**TASKS TO CARRY OUT**:
**a.** Translate this sentence from the cycling post below into Spanish: "We arrived at Shinsuna, where the Arakawa empties into Tokyo Bay, at 11 a.m."
**b.** Resume the account of the bike ride to Tokyo Disneyland below, picking up right after its final sentence.

**SOURCE TEXT**:
□ □ □ □
Good thing it wasn’t windy

Three cycles leaning against flowerbed at Tokyo Disney Resort

‘Cuz that woulda sucked

The Halfakid and his Tomo showed up on our doorstop this morning, and we rode out together to Tokyo Disneyland. I’d done a good job of planning this ride because the Halfakid had to leave home and hour and a half before I did, and meanwhile the temperature had risen from 0 degrees to a balmy 4C. (I’ve cleverly made similar plans for next weekend.)

Two cyclists in front of sign for the Arakawa river
At the Arakawa

It’s just a straight go through city traffic to the Arakawa river. We had a short break at a convenience store and then set off down the river, with a strong tailwind to push us along. We made good time with the help of the wind, averaging 27-29km/h on the 5km splits despite the road furniture and clueless pedestrians.


Screenshot of Messenger conversation
Conversation at 30km/h

We arrived at Shinsuna, where the Arakawa empties into Tokyo Bay, at 11 a.m. We were making very good time.

Bicycle in front of signs and river
At the bay

Bicycles leaning against fence in front of river and bridge
View of the bay from Shinsuna

Disneyland

After a few minutes taking pictures, we backtracked to the Kiyosunao Bridge and crossed the Arakawa. We were soon speeding downwind again until we reached the edge of the bay, where we turned east and headed towards Disneyland. On the way we passed through Kasairinkai Park, and we were shocked to see how many people were crowding in, particularly around the Starbucks.

The wind added to the challenge of climbing the walkways to reach the edge of Tokyo Disney Resort. We stopped for a couple of snaps and then decided to move on as a larger group of cyclists arrived (including one who we’d seen behaving recklessly on the Arakawa).

Three cycles leaning against flowerbed at Tokyo Disney Resort
The Three Mouseketeers

Lamppost marking Nihonbashi
Nihonbashi

From there we backtracked a few kilometers, fighting into the wind, to our usual lunch spot. We feasted on Nana’s world-famous onigiri as well as convenience store fried chicken and cakes. We spent the better part of an hour over lunch (including the time taken to reach the convenience store and get to the lunch spot in the park), and so it was nearing 1 p.m. when we set out again for home.
□ □ □ □
**DATA LISTING**:
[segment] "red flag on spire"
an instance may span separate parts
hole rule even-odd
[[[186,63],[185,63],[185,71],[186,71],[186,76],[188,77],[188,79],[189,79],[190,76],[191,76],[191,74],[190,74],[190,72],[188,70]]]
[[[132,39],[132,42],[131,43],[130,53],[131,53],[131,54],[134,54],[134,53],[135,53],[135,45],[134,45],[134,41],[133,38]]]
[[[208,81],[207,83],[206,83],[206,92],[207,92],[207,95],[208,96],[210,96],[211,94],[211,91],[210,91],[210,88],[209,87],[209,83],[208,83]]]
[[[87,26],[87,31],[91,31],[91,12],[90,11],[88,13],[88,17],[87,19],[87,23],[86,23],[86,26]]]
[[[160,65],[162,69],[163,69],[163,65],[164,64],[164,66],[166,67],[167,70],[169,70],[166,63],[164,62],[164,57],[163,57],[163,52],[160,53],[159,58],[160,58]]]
□ □ □ □
**ANSWERS FOR THE EXERCISE**:
**a.** Llegamos a Shinsuna, donde el Arakawa desemboca en la bahía de Tokio, a las 11 de la mañana.

**b.**
We continued battling the wind and dodging traffic as we proceeded westward into Tokyo. En route to the palace we made a very brief stop at Nihonbashi for a quick snap before proceeding.

Traffic near the palace was moving fast and thick, as usual on a Sunday. We bided our time patiently at three traffic lights in a row before turning to loop around the Chidorigafuchi moat and pay a short visit to Budokan.

Bicycle in front of green moat water
Kuroko at Chidorigafuchi

Tayasumon Gate
Tayasumon Gate, the entrance to Budokan

From Budokan, it’s only 7km home. My thighs were aching even though the ride is not particularly challenging. The Halfakid and Tomo had a further 27km to go after leaving me at home, and they were anxious to get going. We left Budokan behind us and went through some up-down around Hanzomon before emerging on a flat run to Yotsuya and Shinjuku. It was all city traffic by this point, and we had to temper our desire to fly home with a dose of traffic awareness. At last we passed in front of the Tokyo Metropolitan Government Buildings (where I received an automated warning for rushing a crosswalk against the light) and descended past Central Park to home. I messaged Nana that I was home, less than five-and-a-half hours after leaving, and she responded with a welcoming, “Already?”